Convincing a disgruntled team to share suggestions is simple, but you must do two things.  First, you must listen with the intent to learn. Often, managers ask questions with an answer in mind. They ask enough people until they hear confirmation of their assumptions while rejecting ideas outside of their bias.

Second, you have to act. Managers lose credibility by asking for suggestions and not acting. If you have the reputation of a leader, who acts on great ideas without being dismissive, even the most disgruntled team will share their ideas with you.

The Solution

I didn’t care about optimizing our “presence” on Glassdoor.

I cared about finding more customers, making them happy, and growing profit. I wanted to run a successful business.

You can’t run a successful business with an unhappy team.

Happy employees treat customers better. It is hard to be at your best when you are miserable at work.

Exit interviews are overrated. Departing employees tell you nothing about why others choose to stay.

Failure does not tell you much about success. If your goal is to become an expert baker, it doesn’t make sense to keep studying your burnt cakes.

We talked to the people on the front line.

  • Why did they stay?
  • What would convince them to stay in the future?
  • What were we doing that they liked?
  • What were we doing that drove them nuts?
  • What would they change if they were in our shoes?
  • Would they like to take an active role in helping us implement change?

Humbled by employee turnover, we listened and then we acted. Everything was fair game.

====================

• [Problems]:
- A) From the passage on listening to employees, copy the text starting with "Second, you have" and going on through "choose to stay.".
- B) Condense the paragraph of the passage on listening to employees that begins "Second, you have to act" into a short bulleted list that keeps its main points.
- C) Pick up the passage on listening to employees after its final sentence and write what comes next.
The lines that come after this passage are separate material and are not part of it.

• [Supplied information]:
====================

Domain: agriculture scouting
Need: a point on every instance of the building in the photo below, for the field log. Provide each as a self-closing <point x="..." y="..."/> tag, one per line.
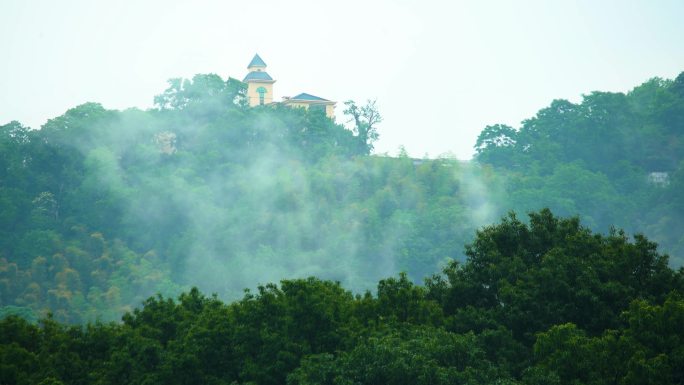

====================

• [Results for each task]:
- A)
Second, you have to act. Managers lose credibility by asking for suggestions and not acting. If you have the reputation of a leader, who acts on great ideas without being dismissive, even the most disgruntled team will share their ideas with you.

The Solution

I didn’t care about optimizing our “presence” on Glassdoor.

I cared about finding more customers, making them happy, and growing profit. I wanted to run a successful business.

You can’t run a successful business with an unhappy team.

Happy employees treat customers better. It is hard to be at your best when you are miserable at work.

Exit interviews are overrated. Departing employees tell you nothing about why others choose to stay.

- B)
- Managers must act on the suggestions they receive.
- Asking for suggestions without acting on them costs managers credibility.
- A leader known for acting on great ideas without being dismissive will get ideas even from the most disgruntled team.

- C)
  • We hired people who better fit our business. We developed an onboarding process, with tools that helped our managers and new hires stay on track. We measured the efficacy of our onboarding with specific checkpoints.
  • We helped our leaders learn how to coach effectively, redefining their roles and training managers in areas like delegation, team culture, and emotional intelligence.
  • We promoted the right people into management roles. Rather than promoting the best producer, we chose managers who were leading without the title. We picked managers who loved helping people.

As a result, we kept more of our best people. Employee turnover went down and people had more fun at work. When folks departed, they left on good terms and didn’t bother going to Glassdoor to vent.  Once our employee turnover was under control, we quit paying attention to Glassdoor altogether.

If you think you have a Glassdoor problem as a company, you are fooling yourself. You have a morale problem.

Yes, some people are unreasonable and like to vent. More often, people use a venue like a Glassdoor because you gave them no voice when they worked for you. They believe this is their only way to be heard.

Listen to your employees while they still work for you. Make changes when they make sense. Communicate your intentions and celebrate small wins on the path to more significant changes.

Don’t hide from the employee turnover issue. Admit that you know there is a problem. Show some vulnerability and admit to not having the answers. Ignore Glassdoor.

Focus on your people.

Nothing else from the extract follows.